→ **Work order**
After locating the line that contains "According to records, this image contains the grass verge." in the records below, write out exactly that line and each line after it through the one that contains "According to records, this image contains the window.", and nothing else.

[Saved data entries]
___
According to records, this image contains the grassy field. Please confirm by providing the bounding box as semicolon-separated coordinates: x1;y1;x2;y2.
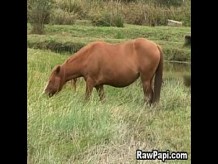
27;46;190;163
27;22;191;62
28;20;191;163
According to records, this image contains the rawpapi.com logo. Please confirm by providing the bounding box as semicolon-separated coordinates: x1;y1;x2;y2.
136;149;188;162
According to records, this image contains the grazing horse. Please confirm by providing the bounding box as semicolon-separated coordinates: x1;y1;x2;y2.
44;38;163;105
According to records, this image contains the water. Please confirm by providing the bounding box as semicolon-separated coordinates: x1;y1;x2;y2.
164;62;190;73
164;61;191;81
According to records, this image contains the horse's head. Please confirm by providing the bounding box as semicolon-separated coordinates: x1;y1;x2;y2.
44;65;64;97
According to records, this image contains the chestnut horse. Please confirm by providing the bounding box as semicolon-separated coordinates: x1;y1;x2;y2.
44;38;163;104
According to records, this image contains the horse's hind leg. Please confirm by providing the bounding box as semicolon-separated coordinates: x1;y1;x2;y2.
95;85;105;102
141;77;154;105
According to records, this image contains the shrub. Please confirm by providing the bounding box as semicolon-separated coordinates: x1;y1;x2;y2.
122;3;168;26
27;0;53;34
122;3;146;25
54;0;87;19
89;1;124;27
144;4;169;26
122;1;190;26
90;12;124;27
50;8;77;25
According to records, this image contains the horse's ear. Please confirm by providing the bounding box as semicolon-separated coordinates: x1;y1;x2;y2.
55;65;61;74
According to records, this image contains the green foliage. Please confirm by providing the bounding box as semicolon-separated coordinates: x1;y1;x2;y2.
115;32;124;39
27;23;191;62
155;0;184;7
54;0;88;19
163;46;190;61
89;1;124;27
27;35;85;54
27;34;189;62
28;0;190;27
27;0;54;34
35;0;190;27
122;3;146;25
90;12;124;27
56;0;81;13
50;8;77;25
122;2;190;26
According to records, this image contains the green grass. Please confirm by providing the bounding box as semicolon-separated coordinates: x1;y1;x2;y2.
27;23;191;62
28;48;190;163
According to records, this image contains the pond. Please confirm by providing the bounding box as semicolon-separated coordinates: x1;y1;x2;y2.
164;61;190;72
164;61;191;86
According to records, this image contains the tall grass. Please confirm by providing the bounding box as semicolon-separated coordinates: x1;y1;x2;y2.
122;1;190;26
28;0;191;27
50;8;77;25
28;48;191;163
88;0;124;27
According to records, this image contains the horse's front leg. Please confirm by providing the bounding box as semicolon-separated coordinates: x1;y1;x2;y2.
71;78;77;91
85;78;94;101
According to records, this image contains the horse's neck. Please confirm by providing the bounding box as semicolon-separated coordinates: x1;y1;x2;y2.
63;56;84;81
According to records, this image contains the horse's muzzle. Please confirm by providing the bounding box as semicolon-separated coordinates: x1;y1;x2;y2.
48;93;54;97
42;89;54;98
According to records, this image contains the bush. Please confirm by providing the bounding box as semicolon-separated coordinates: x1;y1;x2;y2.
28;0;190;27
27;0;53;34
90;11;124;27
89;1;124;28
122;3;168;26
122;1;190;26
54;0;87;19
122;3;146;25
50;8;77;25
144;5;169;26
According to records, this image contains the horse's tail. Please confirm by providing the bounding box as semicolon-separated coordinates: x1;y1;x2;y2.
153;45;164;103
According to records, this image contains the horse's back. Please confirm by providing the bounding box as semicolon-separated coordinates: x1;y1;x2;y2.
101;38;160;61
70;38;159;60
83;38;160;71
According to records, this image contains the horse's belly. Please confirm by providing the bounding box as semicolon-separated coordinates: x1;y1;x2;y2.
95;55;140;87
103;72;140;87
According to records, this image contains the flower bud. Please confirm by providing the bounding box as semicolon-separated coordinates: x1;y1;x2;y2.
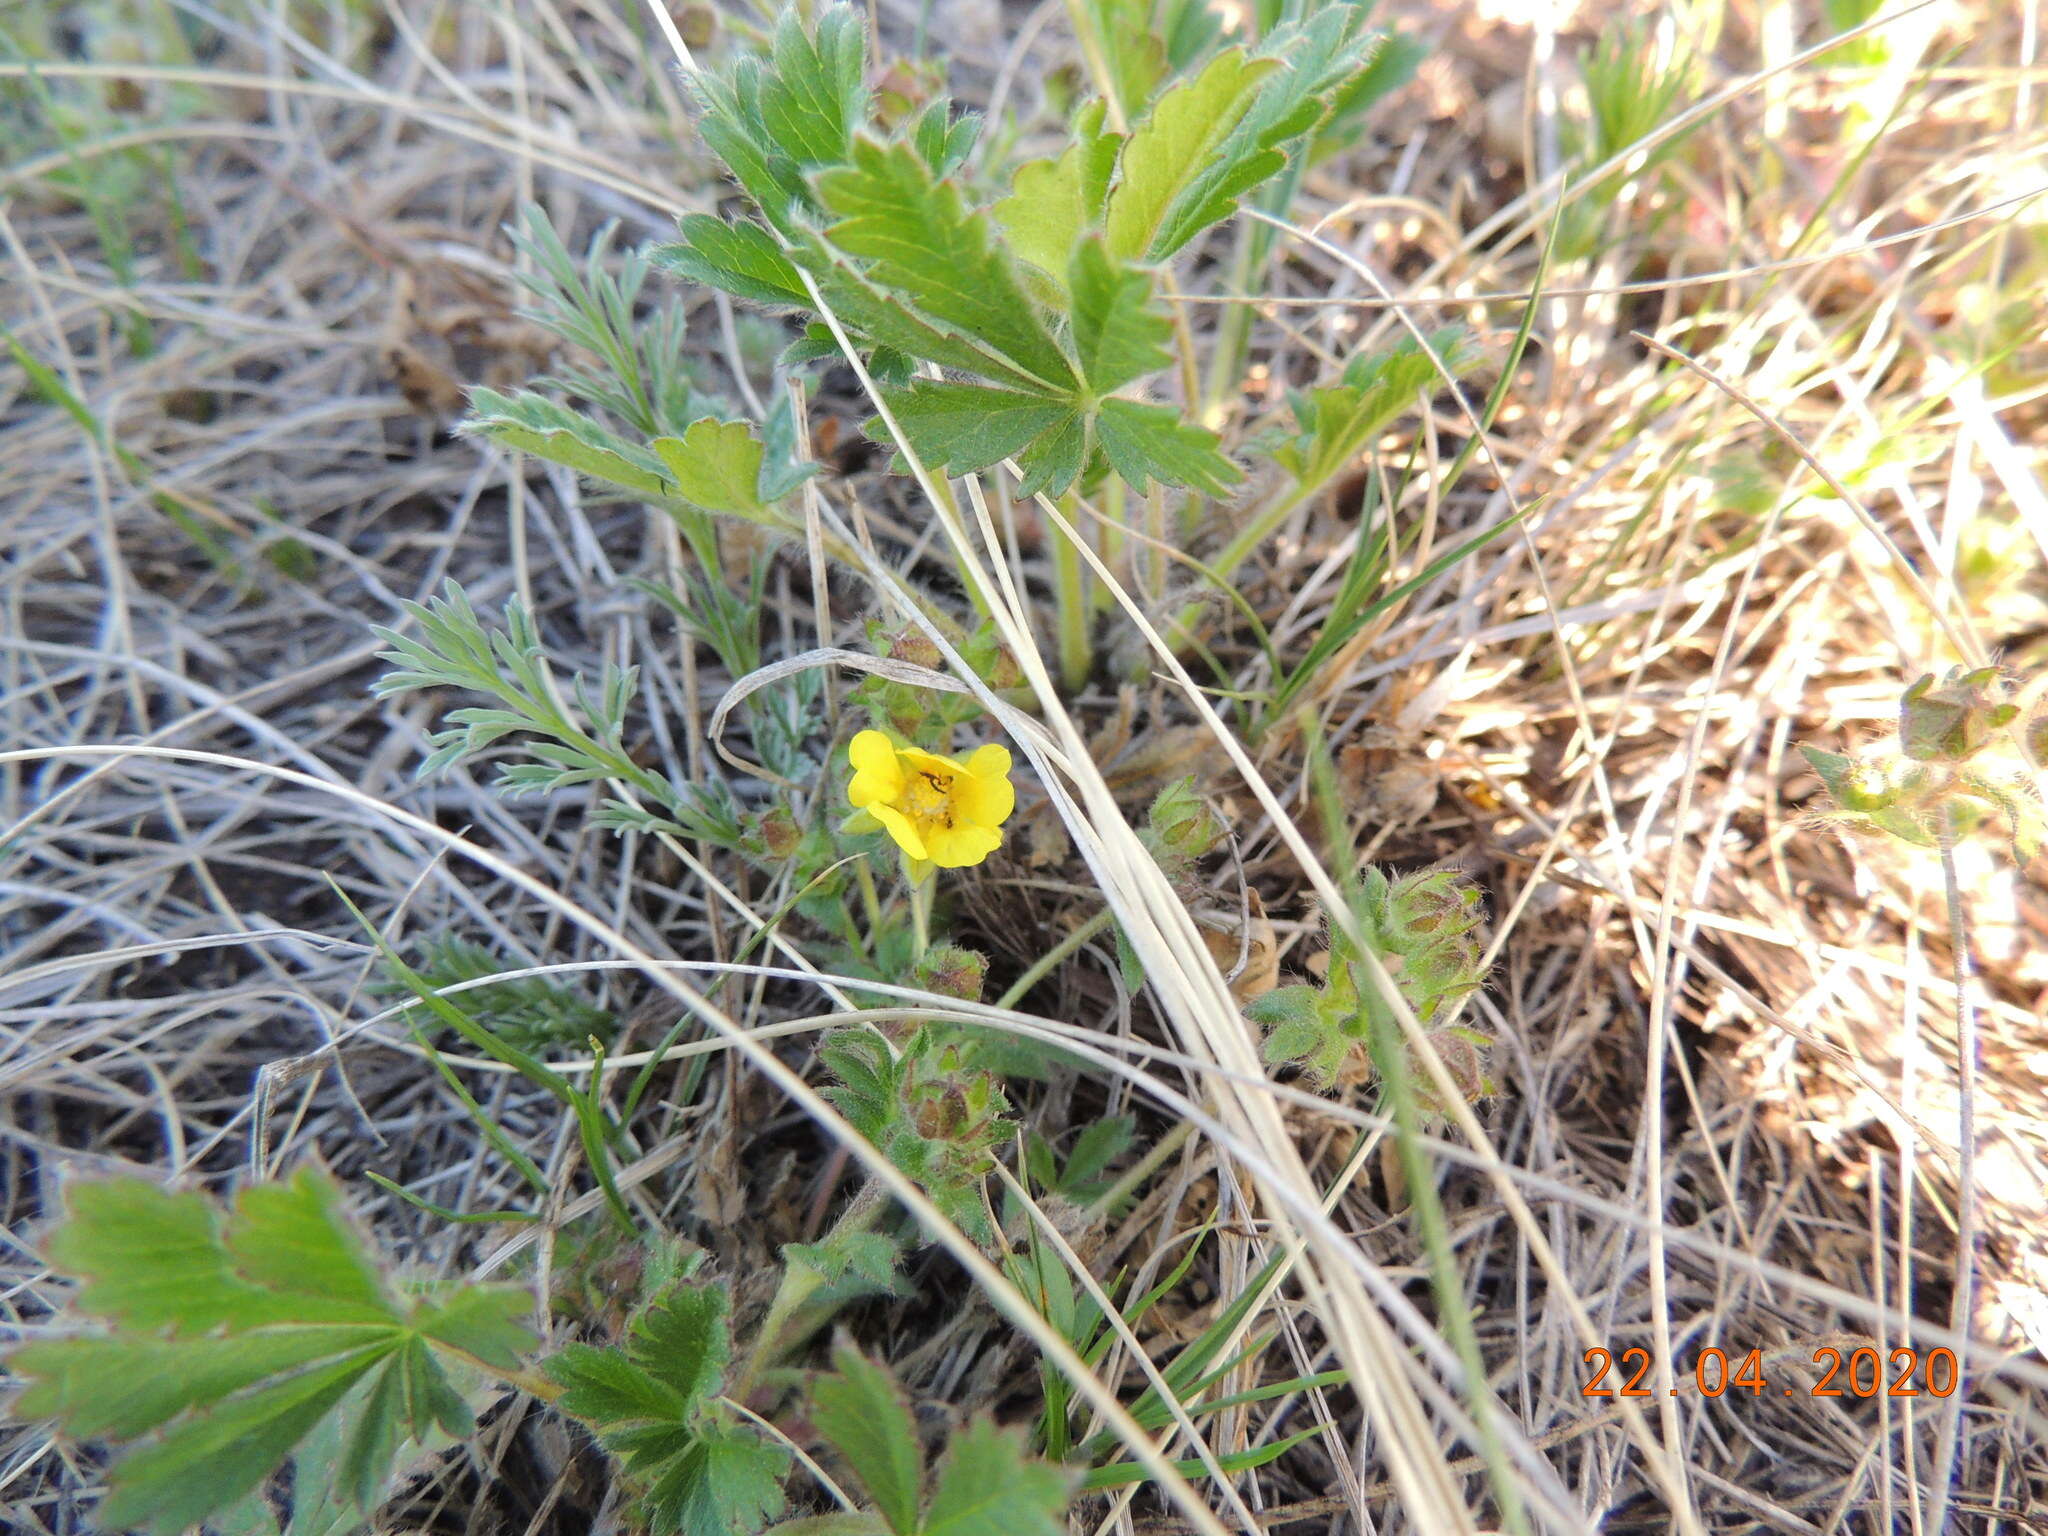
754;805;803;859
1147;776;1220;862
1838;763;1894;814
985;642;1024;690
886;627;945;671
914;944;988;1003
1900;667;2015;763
___
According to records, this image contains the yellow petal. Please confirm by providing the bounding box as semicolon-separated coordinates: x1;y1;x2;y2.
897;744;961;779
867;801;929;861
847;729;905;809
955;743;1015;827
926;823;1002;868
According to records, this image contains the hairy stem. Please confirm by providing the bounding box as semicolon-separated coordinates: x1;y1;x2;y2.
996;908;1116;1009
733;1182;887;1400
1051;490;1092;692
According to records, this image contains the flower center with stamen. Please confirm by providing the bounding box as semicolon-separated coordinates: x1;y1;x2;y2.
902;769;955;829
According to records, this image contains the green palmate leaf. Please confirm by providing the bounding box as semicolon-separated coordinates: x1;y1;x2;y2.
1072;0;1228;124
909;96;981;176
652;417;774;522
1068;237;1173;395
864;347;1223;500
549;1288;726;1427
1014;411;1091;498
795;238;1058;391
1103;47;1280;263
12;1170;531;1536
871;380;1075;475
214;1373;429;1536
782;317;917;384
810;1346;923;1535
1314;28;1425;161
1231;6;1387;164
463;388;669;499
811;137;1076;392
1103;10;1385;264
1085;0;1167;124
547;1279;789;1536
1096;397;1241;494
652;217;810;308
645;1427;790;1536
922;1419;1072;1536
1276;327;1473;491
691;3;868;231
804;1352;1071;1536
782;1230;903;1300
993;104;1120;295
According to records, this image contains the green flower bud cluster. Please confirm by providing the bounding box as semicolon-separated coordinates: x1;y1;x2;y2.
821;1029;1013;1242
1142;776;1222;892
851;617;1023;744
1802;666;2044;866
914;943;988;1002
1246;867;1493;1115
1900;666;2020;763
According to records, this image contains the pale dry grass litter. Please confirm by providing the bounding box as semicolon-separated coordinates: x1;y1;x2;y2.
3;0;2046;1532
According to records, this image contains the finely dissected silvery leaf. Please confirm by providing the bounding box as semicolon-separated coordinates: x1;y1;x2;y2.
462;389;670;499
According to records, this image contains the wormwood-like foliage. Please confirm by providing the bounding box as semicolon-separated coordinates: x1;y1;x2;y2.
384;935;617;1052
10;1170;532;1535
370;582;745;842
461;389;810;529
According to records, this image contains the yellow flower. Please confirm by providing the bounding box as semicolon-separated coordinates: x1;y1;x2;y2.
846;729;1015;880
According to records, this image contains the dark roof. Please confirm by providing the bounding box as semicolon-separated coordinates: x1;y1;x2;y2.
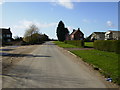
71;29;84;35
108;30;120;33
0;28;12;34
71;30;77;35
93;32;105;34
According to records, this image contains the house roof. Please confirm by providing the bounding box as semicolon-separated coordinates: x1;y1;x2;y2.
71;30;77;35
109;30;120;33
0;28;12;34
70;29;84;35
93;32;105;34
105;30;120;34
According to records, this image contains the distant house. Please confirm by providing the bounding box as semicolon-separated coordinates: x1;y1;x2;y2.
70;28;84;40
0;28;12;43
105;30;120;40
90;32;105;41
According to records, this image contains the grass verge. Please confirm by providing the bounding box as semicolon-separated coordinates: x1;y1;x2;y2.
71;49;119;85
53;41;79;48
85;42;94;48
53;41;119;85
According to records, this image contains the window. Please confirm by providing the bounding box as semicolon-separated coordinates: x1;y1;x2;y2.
___
→ **Exercise response**
According to records, this image contains the grass verge. Please confirm by providing the bounding box as semicolon-separated coordinates: x1;y1;x2;y2.
71;49;119;85
53;41;79;48
85;42;94;48
53;41;119;85
According to records, this image contains the window. Please confirm by providing the bounding box as semicolon-separated coordinates: x1;y1;x2;y2.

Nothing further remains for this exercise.